◆ **Task to carry out**: For the entries below, the expected answer is the line with "Where can the dry grass be seen here?", the line with "Target: weathered stone surface", and every line between them, exactly as written, and nothing more.

◆ **Data for the task**:
Content starts
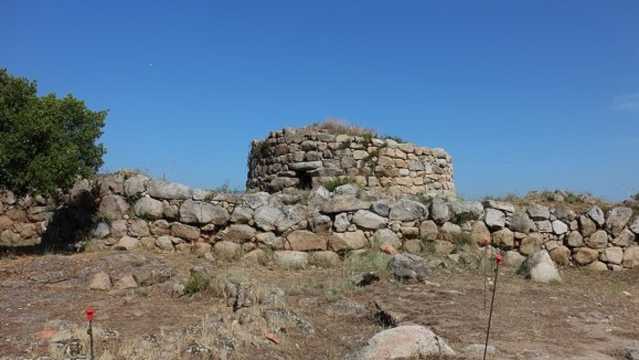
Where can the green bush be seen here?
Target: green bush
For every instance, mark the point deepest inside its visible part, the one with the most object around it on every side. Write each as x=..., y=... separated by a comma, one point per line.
x=46, y=142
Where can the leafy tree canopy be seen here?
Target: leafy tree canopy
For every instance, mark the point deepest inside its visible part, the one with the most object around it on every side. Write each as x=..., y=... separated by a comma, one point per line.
x=46, y=142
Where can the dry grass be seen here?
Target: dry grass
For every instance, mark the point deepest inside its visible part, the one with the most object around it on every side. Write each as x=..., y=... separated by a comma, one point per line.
x=338, y=126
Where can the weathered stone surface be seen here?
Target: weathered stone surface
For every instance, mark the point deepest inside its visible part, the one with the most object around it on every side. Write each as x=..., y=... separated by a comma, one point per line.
x=344, y=203
x=631, y=257
x=169, y=191
x=587, y=226
x=560, y=255
x=625, y=238
x=538, y=212
x=596, y=214
x=503, y=239
x=466, y=210
x=227, y=250
x=351, y=240
x=409, y=267
x=135, y=185
x=266, y=217
x=598, y=240
x=513, y=259
x=165, y=242
x=500, y=205
x=127, y=243
x=541, y=268
x=531, y=244
x=324, y=259
x=439, y=211
x=100, y=281
x=495, y=219
x=290, y=259
x=403, y=342
x=584, y=255
x=450, y=232
x=544, y=226
x=479, y=233
x=574, y=239
x=242, y=215
x=408, y=210
x=612, y=255
x=521, y=222
x=559, y=227
x=113, y=207
x=199, y=212
x=186, y=232
x=369, y=220
x=617, y=219
x=238, y=233
x=303, y=240
x=341, y=222
x=382, y=207
x=428, y=230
Content ends
◆ **Response below**:
Where can the dry grass be seen here?
Target: dry grass
For every instance, mark the point deepest inside its visible part, the one with the most object around it on every side. Write each as x=..., y=... separated by a comma, one point per line.
x=338, y=126
Where can the weathered stone surface be seen here?
Target: weathered stone surface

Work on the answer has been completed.